Object pointing dataset rows

----------------

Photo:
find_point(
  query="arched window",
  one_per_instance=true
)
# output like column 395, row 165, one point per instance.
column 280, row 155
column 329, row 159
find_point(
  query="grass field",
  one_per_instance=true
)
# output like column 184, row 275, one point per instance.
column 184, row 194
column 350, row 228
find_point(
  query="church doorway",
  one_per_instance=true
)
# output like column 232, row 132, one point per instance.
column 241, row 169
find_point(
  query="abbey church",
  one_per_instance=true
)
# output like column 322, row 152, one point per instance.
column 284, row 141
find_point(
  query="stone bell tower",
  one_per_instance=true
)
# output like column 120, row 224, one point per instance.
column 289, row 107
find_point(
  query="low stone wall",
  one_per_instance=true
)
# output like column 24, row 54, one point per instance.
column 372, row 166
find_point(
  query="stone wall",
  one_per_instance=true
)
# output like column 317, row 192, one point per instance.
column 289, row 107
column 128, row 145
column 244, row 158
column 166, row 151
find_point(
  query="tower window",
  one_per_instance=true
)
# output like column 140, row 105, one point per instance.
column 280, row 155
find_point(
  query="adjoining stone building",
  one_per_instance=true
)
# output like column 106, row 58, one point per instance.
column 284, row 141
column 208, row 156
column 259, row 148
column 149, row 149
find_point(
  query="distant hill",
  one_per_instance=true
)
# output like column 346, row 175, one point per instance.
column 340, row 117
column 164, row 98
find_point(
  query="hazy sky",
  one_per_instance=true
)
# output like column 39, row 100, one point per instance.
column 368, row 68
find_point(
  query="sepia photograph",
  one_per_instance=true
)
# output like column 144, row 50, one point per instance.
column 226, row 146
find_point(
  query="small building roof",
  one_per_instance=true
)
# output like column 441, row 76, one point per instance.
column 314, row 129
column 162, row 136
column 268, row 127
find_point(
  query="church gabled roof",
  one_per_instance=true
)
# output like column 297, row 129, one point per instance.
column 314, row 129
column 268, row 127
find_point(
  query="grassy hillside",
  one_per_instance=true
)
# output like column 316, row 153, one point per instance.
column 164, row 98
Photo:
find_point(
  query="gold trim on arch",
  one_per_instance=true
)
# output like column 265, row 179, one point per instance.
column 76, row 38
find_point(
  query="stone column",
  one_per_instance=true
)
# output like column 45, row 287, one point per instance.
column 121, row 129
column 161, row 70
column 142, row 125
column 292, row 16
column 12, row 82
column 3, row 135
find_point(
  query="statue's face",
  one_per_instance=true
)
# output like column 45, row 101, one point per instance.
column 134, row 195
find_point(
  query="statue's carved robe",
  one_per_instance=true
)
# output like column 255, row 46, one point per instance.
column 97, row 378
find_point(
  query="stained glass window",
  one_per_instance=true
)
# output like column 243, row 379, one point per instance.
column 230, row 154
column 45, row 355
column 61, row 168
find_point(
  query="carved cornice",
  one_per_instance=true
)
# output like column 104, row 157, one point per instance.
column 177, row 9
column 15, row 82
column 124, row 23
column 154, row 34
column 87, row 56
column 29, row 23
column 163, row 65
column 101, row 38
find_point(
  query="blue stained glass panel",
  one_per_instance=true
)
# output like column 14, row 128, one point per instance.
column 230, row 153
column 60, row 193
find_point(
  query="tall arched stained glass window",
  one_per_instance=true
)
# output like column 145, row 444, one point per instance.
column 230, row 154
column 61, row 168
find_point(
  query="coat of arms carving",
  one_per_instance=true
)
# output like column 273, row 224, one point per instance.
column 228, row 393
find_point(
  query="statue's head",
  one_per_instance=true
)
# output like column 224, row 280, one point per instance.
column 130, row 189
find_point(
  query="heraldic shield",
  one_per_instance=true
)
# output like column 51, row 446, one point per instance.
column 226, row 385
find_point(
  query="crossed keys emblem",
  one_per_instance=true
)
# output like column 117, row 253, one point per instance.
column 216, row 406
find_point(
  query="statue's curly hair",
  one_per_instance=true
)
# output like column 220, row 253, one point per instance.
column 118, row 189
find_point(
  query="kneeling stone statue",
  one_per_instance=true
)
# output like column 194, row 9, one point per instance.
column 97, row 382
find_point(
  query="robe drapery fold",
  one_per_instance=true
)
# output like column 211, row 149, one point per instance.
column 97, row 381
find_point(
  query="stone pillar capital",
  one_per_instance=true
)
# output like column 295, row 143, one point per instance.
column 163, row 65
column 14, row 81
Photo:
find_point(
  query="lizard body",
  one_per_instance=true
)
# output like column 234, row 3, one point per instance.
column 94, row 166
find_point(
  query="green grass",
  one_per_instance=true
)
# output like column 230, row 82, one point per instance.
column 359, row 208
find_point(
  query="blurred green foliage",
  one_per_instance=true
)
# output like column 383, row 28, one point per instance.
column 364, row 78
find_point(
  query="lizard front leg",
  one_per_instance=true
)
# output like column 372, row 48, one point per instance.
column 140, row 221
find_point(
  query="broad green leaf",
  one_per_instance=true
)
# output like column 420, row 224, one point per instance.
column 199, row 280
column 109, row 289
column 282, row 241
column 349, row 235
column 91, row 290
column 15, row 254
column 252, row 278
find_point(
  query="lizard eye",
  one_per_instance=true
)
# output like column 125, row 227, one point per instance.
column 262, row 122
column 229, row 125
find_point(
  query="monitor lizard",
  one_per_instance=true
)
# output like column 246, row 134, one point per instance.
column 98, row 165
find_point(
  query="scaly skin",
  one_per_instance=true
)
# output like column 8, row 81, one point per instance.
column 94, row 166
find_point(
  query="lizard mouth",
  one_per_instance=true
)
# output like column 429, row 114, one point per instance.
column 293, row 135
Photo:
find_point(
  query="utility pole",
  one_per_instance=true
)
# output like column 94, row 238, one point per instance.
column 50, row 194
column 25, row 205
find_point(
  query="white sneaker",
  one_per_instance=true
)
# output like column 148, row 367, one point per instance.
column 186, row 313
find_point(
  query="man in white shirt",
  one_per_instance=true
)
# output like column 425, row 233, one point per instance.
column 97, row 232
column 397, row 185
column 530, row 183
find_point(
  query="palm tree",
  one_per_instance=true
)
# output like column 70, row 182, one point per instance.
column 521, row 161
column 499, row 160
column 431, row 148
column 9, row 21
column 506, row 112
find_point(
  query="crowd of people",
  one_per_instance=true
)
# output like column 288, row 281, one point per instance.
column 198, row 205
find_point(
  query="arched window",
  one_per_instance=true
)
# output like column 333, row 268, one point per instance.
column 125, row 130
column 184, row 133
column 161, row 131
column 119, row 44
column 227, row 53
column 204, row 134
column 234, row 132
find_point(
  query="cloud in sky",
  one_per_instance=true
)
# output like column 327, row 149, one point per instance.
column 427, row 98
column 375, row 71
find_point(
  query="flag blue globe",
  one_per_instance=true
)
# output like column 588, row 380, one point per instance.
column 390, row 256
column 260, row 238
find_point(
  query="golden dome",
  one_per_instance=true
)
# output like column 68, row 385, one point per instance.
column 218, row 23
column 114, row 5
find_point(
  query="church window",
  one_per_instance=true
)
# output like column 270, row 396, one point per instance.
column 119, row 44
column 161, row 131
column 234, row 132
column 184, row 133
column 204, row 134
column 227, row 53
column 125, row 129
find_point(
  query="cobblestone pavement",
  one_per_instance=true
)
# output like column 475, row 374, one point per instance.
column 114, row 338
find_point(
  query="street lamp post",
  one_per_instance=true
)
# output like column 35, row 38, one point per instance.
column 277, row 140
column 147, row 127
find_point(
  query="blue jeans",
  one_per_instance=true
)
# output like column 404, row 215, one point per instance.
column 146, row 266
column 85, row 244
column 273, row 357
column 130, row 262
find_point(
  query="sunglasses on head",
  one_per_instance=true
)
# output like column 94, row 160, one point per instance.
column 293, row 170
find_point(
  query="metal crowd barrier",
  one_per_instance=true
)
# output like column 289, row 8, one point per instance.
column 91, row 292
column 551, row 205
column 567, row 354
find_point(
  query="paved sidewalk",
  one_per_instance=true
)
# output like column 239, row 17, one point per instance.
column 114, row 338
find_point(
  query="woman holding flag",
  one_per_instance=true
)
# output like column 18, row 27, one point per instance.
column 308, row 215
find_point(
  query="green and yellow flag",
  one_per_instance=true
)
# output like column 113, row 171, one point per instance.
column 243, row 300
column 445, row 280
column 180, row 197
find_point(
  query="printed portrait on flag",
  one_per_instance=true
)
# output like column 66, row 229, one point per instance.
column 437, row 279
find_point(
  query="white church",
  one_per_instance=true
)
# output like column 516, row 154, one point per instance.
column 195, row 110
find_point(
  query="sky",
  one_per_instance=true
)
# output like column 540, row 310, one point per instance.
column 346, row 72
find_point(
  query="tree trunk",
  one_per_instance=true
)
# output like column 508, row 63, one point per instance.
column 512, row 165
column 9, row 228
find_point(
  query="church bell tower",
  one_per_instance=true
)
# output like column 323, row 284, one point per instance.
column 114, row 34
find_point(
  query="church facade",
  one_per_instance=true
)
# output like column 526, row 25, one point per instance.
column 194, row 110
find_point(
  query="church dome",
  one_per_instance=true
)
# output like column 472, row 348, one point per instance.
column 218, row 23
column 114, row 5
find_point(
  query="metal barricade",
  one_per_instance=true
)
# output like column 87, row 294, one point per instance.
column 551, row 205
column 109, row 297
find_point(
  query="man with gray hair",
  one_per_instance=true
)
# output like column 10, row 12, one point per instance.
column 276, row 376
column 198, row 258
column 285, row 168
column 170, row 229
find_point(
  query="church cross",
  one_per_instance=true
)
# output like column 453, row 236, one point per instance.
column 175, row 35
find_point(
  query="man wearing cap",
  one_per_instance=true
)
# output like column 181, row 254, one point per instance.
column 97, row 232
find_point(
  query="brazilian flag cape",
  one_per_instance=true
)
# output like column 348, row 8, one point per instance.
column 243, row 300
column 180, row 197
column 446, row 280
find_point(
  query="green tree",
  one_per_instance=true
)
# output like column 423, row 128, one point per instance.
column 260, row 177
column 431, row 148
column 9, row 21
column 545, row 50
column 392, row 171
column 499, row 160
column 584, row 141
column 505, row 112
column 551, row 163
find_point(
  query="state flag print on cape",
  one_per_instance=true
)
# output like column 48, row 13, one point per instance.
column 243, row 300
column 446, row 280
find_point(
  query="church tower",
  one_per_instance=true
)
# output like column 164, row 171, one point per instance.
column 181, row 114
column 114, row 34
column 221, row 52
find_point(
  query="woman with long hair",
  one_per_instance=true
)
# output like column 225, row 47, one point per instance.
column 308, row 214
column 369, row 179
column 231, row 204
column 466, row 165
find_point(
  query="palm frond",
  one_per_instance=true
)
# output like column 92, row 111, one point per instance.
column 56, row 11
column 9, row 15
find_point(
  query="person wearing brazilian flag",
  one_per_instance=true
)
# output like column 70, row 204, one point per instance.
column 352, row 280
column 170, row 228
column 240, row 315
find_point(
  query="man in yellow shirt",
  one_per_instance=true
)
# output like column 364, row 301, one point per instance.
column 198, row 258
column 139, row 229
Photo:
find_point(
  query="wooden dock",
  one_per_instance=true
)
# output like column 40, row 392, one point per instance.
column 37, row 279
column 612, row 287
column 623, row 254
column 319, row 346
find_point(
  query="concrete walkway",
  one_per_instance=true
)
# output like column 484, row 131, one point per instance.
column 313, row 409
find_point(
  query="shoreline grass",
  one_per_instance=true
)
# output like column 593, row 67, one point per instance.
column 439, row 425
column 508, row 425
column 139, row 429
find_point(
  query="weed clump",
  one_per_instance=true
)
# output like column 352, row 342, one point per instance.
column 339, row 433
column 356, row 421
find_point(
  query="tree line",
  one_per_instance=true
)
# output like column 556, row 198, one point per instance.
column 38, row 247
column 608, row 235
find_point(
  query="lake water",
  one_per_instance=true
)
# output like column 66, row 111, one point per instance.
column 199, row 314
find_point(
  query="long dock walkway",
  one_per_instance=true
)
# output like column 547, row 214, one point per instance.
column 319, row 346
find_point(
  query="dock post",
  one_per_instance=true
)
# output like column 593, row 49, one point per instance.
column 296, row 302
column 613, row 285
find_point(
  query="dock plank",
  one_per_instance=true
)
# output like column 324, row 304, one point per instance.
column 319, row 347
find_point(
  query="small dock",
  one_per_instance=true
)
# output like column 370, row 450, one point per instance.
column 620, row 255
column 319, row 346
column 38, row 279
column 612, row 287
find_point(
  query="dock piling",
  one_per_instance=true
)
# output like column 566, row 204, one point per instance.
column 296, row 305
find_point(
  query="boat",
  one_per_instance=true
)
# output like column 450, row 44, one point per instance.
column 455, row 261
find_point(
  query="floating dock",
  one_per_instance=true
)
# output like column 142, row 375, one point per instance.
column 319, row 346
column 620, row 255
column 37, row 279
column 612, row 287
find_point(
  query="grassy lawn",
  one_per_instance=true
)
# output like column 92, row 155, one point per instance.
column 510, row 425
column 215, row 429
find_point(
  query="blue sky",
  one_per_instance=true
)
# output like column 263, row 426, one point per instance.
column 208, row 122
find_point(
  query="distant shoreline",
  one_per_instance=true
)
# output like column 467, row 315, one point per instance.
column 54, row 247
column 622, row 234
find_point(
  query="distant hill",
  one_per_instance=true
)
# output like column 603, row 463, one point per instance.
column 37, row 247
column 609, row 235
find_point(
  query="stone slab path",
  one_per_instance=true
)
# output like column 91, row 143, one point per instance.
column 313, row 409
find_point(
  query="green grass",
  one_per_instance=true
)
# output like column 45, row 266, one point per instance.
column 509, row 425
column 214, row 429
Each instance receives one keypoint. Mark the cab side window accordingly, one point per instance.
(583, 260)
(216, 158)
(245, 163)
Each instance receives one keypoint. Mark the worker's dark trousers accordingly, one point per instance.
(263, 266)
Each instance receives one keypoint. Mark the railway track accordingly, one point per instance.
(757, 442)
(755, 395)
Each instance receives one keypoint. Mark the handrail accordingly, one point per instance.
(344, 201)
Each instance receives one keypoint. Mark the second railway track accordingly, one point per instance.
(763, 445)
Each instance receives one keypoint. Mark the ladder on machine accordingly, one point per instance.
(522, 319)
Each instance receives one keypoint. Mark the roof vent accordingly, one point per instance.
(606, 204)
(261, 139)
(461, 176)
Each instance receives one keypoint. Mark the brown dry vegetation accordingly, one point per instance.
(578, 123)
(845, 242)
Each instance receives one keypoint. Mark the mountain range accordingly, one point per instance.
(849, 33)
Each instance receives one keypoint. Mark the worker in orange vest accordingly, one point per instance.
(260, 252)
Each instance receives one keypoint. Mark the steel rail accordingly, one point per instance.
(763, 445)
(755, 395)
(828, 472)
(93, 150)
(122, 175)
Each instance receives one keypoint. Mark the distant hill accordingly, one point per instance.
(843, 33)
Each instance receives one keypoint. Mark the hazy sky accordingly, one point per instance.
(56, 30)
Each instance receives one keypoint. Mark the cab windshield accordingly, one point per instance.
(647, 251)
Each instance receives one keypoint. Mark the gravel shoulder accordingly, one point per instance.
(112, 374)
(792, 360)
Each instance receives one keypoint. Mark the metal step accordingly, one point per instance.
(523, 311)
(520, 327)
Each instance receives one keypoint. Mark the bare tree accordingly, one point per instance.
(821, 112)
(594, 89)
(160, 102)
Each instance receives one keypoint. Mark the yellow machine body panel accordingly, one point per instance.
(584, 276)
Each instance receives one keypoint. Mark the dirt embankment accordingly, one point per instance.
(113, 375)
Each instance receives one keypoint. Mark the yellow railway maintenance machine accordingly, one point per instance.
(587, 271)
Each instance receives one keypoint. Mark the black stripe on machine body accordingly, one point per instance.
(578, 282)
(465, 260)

----------------

WRITTEN EXERCISE — Take the line with "Each instance receives one keypoint. Mark the worker in" and all lines after it through the end of the records, and write them out exactly; include nothing else.

IN RESPONSE —
Each instance receives one keypoint. Mark the worker in orange vest accordingly, one point per instance.
(260, 252)
Each instance receives one keypoint. Mark the steel rail accordingly, one point per instance.
(763, 445)
(755, 395)
(828, 472)
(93, 150)
(122, 175)
Each instance receives one keypoint. Mark the distant hill accordingly, one point per instance.
(843, 33)
Each instance receives one keypoint. Mark the hazy sky accordingly, one point per instance.
(56, 30)
Each instance receives one keypoint. Mark the cab windshield accordingly, one point per instance.
(647, 251)
Each instance receives one keypoint. Mark the gravel shoulder accordingly, one point per instance.
(112, 374)
(792, 360)
Each instance receives one keypoint. Mark the metal step accordingly, one point per instance.
(523, 311)
(520, 327)
Each instance receives one keypoint. Mark the bare tree accordingly, one point per instance.
(821, 112)
(594, 89)
(160, 102)
Each instance receives one keypoint. Mark the yellow machine body panel accordingly, one point per instance.
(584, 276)
Each instance receives one keypoint. Mark the dirt embankment accordingly, one point per instance.
(113, 375)
Each instance receives one keypoint. Mark the yellow railway maintenance machine accordingly, one point per instance.
(587, 271)
Each instance receives one keypoint. Mark the black stripe on machine body accordingly, one point per instance.
(578, 282)
(465, 260)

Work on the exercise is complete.